#### RECORDS PROVIDED

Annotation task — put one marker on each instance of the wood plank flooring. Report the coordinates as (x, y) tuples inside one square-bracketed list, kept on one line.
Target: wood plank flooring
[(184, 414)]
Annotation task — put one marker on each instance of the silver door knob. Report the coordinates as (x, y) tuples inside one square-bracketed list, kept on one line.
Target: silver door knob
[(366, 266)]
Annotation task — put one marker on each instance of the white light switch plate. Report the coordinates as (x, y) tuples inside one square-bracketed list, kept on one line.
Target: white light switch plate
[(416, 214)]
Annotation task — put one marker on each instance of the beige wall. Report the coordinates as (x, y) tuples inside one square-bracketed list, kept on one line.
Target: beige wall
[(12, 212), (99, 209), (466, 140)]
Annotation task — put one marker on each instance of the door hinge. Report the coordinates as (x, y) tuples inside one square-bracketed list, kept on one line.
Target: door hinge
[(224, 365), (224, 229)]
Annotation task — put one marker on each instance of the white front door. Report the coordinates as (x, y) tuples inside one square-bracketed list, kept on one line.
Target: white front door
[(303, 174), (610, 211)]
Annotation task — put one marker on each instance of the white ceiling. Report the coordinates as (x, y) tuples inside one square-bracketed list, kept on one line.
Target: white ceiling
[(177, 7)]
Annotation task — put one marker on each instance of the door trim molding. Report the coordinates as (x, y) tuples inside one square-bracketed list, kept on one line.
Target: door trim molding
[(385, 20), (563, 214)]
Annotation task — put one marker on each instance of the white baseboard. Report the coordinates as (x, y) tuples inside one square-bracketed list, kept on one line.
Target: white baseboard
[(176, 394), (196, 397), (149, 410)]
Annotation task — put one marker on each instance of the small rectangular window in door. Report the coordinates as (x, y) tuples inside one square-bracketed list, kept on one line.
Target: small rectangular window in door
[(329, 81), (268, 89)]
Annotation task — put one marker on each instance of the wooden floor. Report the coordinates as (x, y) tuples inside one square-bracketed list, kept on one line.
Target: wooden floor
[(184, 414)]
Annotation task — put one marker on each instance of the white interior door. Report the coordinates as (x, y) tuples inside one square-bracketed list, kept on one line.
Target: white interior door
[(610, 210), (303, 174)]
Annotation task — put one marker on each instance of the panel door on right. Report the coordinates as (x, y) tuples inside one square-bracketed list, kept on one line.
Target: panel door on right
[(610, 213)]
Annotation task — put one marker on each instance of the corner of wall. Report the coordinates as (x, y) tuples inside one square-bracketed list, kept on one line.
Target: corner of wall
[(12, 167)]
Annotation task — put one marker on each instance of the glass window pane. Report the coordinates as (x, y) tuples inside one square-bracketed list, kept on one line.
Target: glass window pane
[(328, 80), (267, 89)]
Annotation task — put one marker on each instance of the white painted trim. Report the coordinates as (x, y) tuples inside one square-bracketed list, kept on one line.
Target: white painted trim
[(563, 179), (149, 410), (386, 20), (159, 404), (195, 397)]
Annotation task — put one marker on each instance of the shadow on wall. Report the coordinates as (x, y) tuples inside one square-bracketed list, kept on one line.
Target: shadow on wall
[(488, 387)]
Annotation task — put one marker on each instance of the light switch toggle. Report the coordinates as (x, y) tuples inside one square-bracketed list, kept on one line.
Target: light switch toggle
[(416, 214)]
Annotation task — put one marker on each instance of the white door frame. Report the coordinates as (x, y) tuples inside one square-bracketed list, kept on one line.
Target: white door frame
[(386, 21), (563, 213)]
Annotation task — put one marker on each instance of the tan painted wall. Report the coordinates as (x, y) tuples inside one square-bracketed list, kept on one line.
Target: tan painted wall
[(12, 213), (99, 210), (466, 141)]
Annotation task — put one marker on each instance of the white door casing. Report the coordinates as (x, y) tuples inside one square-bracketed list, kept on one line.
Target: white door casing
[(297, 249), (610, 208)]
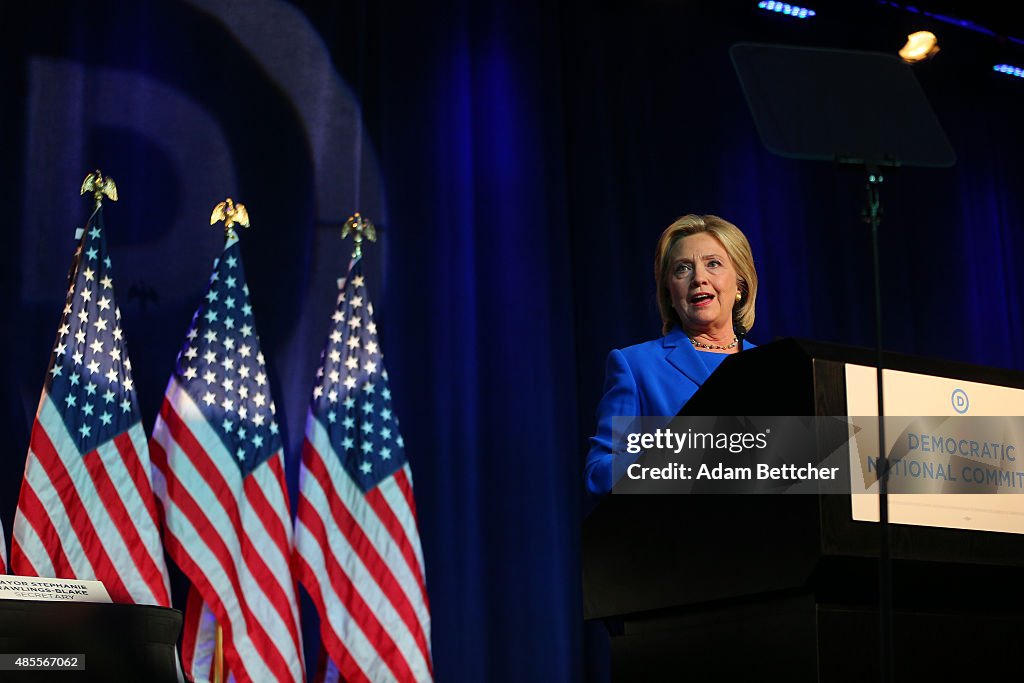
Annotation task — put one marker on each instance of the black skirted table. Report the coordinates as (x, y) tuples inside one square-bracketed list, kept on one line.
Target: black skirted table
[(118, 642)]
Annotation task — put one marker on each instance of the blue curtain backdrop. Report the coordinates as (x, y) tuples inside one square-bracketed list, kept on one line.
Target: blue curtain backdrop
[(520, 160)]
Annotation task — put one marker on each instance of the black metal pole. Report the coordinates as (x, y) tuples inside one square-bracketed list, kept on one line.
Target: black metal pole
[(873, 216)]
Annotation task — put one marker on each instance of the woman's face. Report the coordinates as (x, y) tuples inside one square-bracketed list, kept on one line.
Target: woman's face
[(702, 284)]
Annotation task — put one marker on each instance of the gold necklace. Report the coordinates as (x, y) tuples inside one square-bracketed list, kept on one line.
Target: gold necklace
[(715, 347)]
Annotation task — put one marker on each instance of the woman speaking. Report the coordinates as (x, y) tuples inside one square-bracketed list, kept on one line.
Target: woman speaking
[(707, 285)]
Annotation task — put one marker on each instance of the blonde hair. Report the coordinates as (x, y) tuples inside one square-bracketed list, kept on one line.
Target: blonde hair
[(736, 247)]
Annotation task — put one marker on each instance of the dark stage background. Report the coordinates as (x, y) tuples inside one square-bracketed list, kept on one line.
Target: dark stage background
[(520, 160)]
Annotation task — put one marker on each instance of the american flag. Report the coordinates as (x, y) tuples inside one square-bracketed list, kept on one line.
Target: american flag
[(86, 509), (357, 547), (220, 476)]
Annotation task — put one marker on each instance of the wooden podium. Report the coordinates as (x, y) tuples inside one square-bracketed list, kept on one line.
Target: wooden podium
[(119, 642), (747, 588)]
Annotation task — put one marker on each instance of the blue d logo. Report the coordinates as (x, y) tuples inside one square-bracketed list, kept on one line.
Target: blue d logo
[(960, 400)]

########

▶ [YOUR OBJECTIVE]:
Skipping all images, print the data above a second time exactly.

▶ [RESPONSE TO THE TASK]:
Annotation task — put one marker on each instance of the wood plank flooring. Report the coordinates as (x, y) tuples inside one square-bracketed list, kept on one line.
Target: wood plank flooring
[(184, 414)]
Annotation task — put one marker on each instance of the silver door knob. Report the coordinates as (x, y) tuples inside one square-bracketed list, kept on one line.
Target: silver door knob
[(366, 266)]
Annotation task — put one marker on each instance of the white light switch plate. Report the coordinates as (x, y) tuples inside one square-bracketed list, kept on one line.
Target: white light switch plate
[(416, 214)]
Annotation task — put one marker on each instance of the beige wall. Report the coordinates as (x, y) tuples inside one square-bracketed list, kept on one line.
Target: beige wall
[(12, 212), (99, 209), (466, 140)]
Annotation task — put one marker on each instance of the door hinge. Report the coordinates as (x, y) tuples inside one square-bracketed list, kept on one line.
Target: door hinge
[(224, 365), (224, 229)]
Annotation task — put one marker on each instance of the white front door. Report the coordinates as (x, y) tuples inside one square-bracketed list, kept on one line.
Target: white front door
[(303, 174), (610, 211)]
Annotation task — put one marker on each instance of the white ceiling. Report the coordinates as (x, y) tuples inside one square-bracketed list, kept on one line.
Target: white ceiling
[(177, 7)]
Annotation task — put one marker on each instance of the door trim molding. Report the coordinates as (x, y) tuples inside one square-bracketed list, kept on one line.
Target: door trim molding
[(385, 20), (563, 214)]
Annotation task — put one marker on each instance of the white baseboard. Report the coordinates as (x, y) tuples inside one square-bracketed list, kept on one line.
Target: white baseboard
[(176, 394), (196, 397), (149, 410)]
Annotation task — put one marker on each instance of the small rectangular window in door. Report the coordinates as (x, y) tuples inside one square-bracketed list, kept on one line.
Target: small rectangular window in door
[(329, 81), (268, 89)]
Annotation task — put one marker on each instance of the wooden floor. Report the coordinates as (x, y) tuples inside one square-bracketed list, kept on one line.
Target: wooden floor
[(184, 414)]
Annotation task — put one marker on each instance of the white interior door. Report the coordinates as (x, y) tuples inside one square-bracketed list, kept on one line.
Target: white interior door
[(610, 210), (303, 174)]
Annotation task — put one marker on each instance of the panel door on right. Report the coordinates as (x, y) tuples inside one square-bracketed list, kept on one line.
Target: panel door on right
[(610, 213)]
Annotation task — put one marker on each instance of the corner of wall. Report the coordinates as (x, y) tuples inside one square-bracketed list, kept on one line.
Target: corner of wall
[(12, 167)]
Annotation task — put one marker on each instance of the glass window pane. Report the coordinates as (x, y) tuples inside one square-bracketed list, kept on one line.
Target: glass window pane
[(328, 80), (267, 89)]
Annotation task — put one marker on each instance of the white painted trim. Report the coordinates as (x, y) tuples inside one square-bracketed list, kept on one line.
Target: white painted trim
[(563, 179), (149, 410), (386, 20), (159, 404), (195, 397)]
Annotation task — put one marker on each instance of the shadow on wall. Report the coordinates as (x, y) tuples inside one square-bracketed list, kept on one line.
Target: shadow on wall
[(488, 387)]
Annotation task — put one marker on each instance of the light switch toggle. Report the coordinates as (x, y) tuples inside one square-bracketed list, kept on one line.
Target: light switch toggle
[(416, 214)]
Annotation task — put one marker on each instance of the white door frame. Report the coordinates as (x, y) tuples inside one square-bracketed list, kept on one line.
Target: white door frame
[(386, 21), (563, 213)]
Annotation task — put one marker on each instance of the tan painted wall. Report the coordinates as (x, y) tuples inside one square-bracketed list, kept on one line.
Target: tan painted wall
[(12, 213), (99, 210), (466, 141)]
Annotation task — put one marker on each instance of the white door casing. Report the coordinates as (x, y) tuples inside one square-bracketed list, kept on one line.
Target: white door casing
[(297, 249), (610, 208)]
Annotation task — put one marker on each instance of the black skirted table. Report the coordinates as (x, y) tuples inside one square-bracketed list, kept on one line.
Target: black skirted table
[(118, 642)]
Annotation task — put one marker on each instance of the blue curtain backdrop. Report the coordinates as (x, y) tuples inside one square-bracketed list, kept on one line.
Target: blue curtain backdrop
[(520, 160)]
Annotation task — put one marker on each instance of the black metal pole. Report the coordinates as (x, y) tuples inside one square-bracketed list, kept on one line.
Target: black metal pole
[(873, 216)]
Annotation task — put one marker on each instance of the woman's face. Report the coordinates as (x, y) tuples inside one square-bracketed list, kept on one line.
Target: woman's face
[(702, 284)]
Annotation task — put one marker on each instance of the gold necklace. Report the coordinates as (x, y) tuples inside one square-bracketed list, kept on one line.
Target: gold necklace
[(715, 347)]
Annotation task — put one marker on each instance of the woman speaking. Report the coordinates as (x, y) tuples inside one square-bracketed list, kept on one line.
Target: woman speaking
[(707, 285)]
Annotation task — put one marker on each instance of the blonde hair. Report the coordinates as (x, y) tuples inside one square-bracketed list, kept on one line.
Target: blonde hair
[(736, 247)]
Annotation task — put one marker on each instance of the dark stage background. Report the coordinates as (x, y) tuples inside one square-bracketed list, kept on one line.
Target: dark stage background
[(520, 160)]
Annotation task — put one marker on each instance of the american flag. Report the coordinates as (x, y) tuples inside one square-bracketed list, kept on one line.
Target: american flag
[(86, 509), (357, 547), (220, 476)]
Annotation task — put one marker on each instance of the wooden podium. Report the coordinates as (x, y) tuples inside one square-bracketed list, kept on one line.
Target: wooden podium
[(119, 642), (747, 588)]
Annotation task — put one marker on each instance of the blue d logo. Report the coordinates as (x, y) tuples inside one square-bracketed list, kept on one line.
Target: blue d logo
[(960, 400)]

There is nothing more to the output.